- [Your objective]
In the answer, each line must appear exactly as in the records, and no picture may appear.

(Source data)

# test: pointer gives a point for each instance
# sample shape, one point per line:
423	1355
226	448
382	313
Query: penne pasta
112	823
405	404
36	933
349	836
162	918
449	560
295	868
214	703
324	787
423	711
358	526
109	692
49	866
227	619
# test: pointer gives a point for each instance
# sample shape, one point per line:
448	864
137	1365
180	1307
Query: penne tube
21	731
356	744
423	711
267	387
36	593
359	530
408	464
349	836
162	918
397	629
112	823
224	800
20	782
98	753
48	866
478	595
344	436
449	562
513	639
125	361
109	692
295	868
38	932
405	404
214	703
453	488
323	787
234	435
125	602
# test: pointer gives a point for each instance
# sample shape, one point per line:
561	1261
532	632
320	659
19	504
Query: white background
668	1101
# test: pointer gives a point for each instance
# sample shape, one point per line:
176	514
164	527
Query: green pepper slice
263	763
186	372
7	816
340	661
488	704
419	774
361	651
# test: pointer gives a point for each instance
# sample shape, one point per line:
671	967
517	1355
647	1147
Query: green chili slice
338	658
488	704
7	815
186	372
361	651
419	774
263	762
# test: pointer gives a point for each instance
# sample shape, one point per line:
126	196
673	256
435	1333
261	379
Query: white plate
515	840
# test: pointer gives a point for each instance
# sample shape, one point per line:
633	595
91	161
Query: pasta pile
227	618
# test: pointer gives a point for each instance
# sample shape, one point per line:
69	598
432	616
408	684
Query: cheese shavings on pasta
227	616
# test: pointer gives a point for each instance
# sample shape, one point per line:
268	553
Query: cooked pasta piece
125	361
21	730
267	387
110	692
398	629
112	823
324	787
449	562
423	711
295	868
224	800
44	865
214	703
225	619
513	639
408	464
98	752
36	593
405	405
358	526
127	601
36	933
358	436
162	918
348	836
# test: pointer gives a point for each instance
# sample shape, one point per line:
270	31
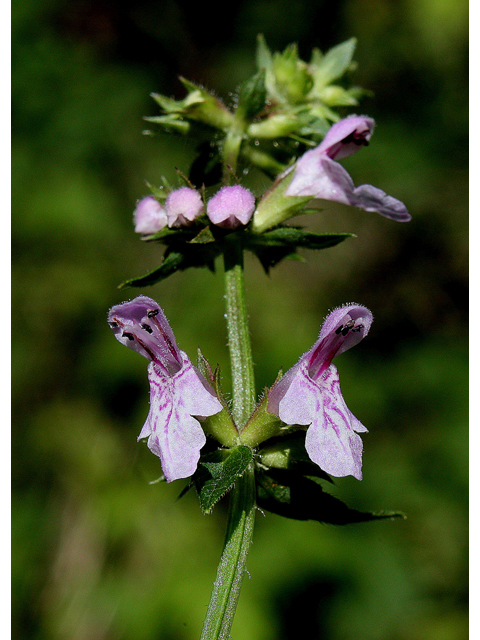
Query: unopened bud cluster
230	207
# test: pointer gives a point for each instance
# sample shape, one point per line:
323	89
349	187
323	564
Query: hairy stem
241	514
243	382
231	569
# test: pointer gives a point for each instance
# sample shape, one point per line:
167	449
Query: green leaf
273	246
217	473
203	106
170	122
288	452
333	64
292	495
252	96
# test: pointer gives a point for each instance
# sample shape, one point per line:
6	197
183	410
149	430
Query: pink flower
149	216
179	395
317	174
309	394
183	206
231	207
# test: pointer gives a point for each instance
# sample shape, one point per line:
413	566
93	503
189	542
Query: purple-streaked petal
174	435
149	216
372	199
309	394
331	441
141	325
231	207
183	206
325	179
343	328
346	137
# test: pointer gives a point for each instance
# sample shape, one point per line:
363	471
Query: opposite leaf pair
180	397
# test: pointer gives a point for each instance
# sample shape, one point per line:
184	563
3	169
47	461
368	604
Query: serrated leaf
273	246
336	96
217	473
288	452
292	495
252	96
333	64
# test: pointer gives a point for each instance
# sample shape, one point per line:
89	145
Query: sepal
273	246
289	453
261	425
251	97
220	426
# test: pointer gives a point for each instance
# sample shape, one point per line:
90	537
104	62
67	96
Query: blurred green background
98	552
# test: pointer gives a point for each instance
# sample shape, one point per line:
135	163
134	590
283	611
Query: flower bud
149	216
231	207
183	206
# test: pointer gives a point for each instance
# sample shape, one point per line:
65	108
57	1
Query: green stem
243	382
241	514
231	569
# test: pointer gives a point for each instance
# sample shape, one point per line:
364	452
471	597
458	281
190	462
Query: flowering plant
277	451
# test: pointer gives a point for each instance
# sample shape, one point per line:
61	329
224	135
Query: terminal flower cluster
230	207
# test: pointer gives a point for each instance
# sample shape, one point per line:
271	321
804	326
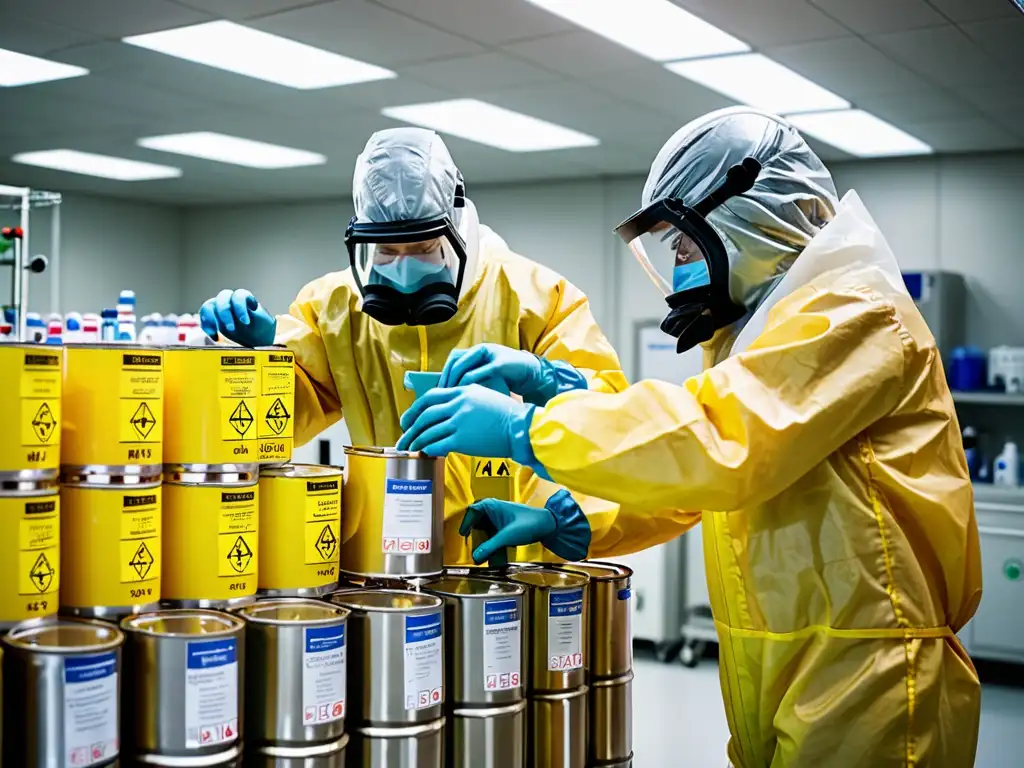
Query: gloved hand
470	420
535	379
560	525
240	317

(End Source data)

- [Result for this exercise]
# test: pointer gives a point for each instance
# sample shape, one point per line:
423	1355
226	448
382	313
Query: penne pasta
112	823
405	404
36	933
349	836
162	918
449	560
295	868
214	703
324	787
423	711
358	526
109	692
49	866
227	619
# test: pointer gives a point for each instance
# sample shape, one point per line:
448	864
137	1365
180	1307
Query: penne tube
21	731
356	744
423	711
267	387
36	593
359	530
408	464
349	836
162	918
397	629
112	823
224	800
20	782
98	753
48	866
478	595
344	436
449	562
513	639
125	361
109	692
295	868
38	932
405	404
214	703
453	488
323	787
234	435
125	602
# test: pointer gives a point for each instance
# sample shape, one point per line:
561	1261
532	632
320	659
19	504
Query: white background
668	1101
# test: pointer gives a point for each instance
# sample shape, one point per line:
176	514
164	527
Query: green pepper slice
263	763
186	372
7	816
340	661
488	704
419	774
361	651
# test: pointer gives a point for each instance
# sample shape, one point per line:
671	967
517	1355
647	1147
Query: green chili slice
338	658
488	704
7	815
186	372
361	651
419	774
263	762
# test: pointer gives a point for each instance
# sample shape, one point per line:
126	196
673	256
435	1333
261	379
Query: white plate
515	840
# test: pointer gives a point for each instance
# sample shape, one point per line:
633	595
91	161
Query: pasta pile
227	618
# test: pointer gives a point for each instance
# sample shape, one point per line:
69	598
432	616
408	684
Query: cheese shavings on pasta
227	616
# test: pointer gives a point for each instance
# sample shape, one point per line:
268	553
Query: cooked pasta piece
125	361
21	730
267	387
110	692
398	629
112	823
324	787
449	562
423	711
295	868
224	800
44	865
214	703
225	619
513	639
408	464
98	752
36	593
405	405
358	526
127	601
36	933
358	436
162	918
348	836
# test: pointer gives a point for each instance
# sample shape, one point per line:
270	31
Query: unopened bud cluster
230	207
# test: pointer gives a point for each instance
# sample shape, one point per line:
323	89
349	187
323	564
Query: hairy stem
241	514
243	382
231	569
# test: pointer gives a point for each instance
# sample shape, one point per line:
167	449
Query: green leaf
273	246
217	473
203	106
170	122
288	452
333	64
292	495
252	96
# test: pointer gives a point for each instance
# sample shape, one point per line:
6	197
183	410
149	430
Query: pink flower
149	216
179	395
317	174
309	394
183	206
231	207
# test: pointer gives a point for each instance
# sample shape, one point per line:
413	566
93	503
189	542
Query: purple-streaked petal
174	435
149	216
372	199
309	394
331	441
141	325
231	207
183	206
325	179
343	328
346	137
# test: pointer gives a point for each instance
# sample shape, one point per line:
363	471
Query: opposite leaf pair
180	397
# test: pointer gives a point for each instance
# sample shape, one point per line:
184	563
3	169
47	461
368	604
Query: serrated leaf
273	246
336	96
217	473
288	452
292	495
252	96
333	64
# test: pointer gives a point for each instance
# sample shape, one point per line:
89	145
Query: sepal
273	246
289	453
261	425
251	97
220	426
# test: pointer gives a point for each instance
# sample shape, one point per line:
90	537
104	62
67	96
Query: blurred green background
98	552
# test: pointer gives a point for each instance
# sample shape, one point per line:
135	163
134	590
283	611
Query: flower bud
149	216
231	207
183	206
# test: pointer gives a point for each instance
# sample shape, one point per line:
65	108
57	1
Query: green stem
243	382
241	514
231	569
# test: pointer gives a point for each instance
# sample shape, one point per line:
364	452
471	597
458	281
190	462
Query: flowering plant
277	451
# test: pointer gives a point for each instance
# sample shape, one point per line:
61	329
224	135
Query: terminal flower cluster
230	207
# test: pointer gives a point for each instance
# sample shape, one point per line:
271	321
804	326
Query: gloved hand
470	420
535	379
560	525
240	317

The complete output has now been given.